(Try it): The lines below starting at the line containing "the window tint." and ending at the line containing "red toyota prius." are to be repeated exactly, with both ends kept and nothing else added.
── Supplied records ──
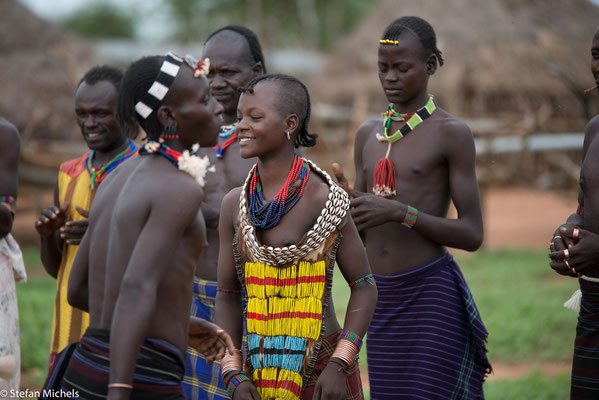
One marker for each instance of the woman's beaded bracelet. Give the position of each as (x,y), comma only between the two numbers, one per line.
───
── Supplied records ──
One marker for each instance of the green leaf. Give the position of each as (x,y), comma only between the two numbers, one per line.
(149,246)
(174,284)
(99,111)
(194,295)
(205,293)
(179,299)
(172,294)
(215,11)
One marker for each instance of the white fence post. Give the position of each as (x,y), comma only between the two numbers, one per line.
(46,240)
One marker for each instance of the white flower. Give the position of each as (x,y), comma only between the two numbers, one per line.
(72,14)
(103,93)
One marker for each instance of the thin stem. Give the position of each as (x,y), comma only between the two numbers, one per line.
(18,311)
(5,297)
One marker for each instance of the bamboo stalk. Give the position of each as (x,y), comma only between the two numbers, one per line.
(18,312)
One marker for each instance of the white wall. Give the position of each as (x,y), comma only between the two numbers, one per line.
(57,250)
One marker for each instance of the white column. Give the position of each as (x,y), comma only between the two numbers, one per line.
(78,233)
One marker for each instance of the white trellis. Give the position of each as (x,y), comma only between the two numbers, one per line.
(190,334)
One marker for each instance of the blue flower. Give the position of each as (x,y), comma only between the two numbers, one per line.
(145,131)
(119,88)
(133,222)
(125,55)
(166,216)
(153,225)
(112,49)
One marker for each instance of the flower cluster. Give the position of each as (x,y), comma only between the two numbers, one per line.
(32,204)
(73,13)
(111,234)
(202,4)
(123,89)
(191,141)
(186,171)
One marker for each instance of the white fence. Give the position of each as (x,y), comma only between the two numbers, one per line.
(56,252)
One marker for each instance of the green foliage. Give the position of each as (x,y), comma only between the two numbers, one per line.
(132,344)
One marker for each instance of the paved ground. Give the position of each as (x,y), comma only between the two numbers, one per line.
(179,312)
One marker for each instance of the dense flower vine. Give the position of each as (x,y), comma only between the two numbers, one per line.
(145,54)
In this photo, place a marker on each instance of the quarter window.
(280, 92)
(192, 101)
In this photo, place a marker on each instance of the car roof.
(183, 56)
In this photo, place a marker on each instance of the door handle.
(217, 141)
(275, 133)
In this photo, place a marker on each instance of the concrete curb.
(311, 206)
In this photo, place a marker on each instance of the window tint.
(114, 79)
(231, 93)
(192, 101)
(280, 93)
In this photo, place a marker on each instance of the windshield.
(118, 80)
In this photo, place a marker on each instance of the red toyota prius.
───
(Reply):
In this photo, place a marker on each instance of the window tint.
(114, 79)
(231, 93)
(192, 101)
(280, 93)
In this photo, place a marker on each instance of the windshield.
(118, 80)
In this photo, place a marker on each instance of the red toyota prius.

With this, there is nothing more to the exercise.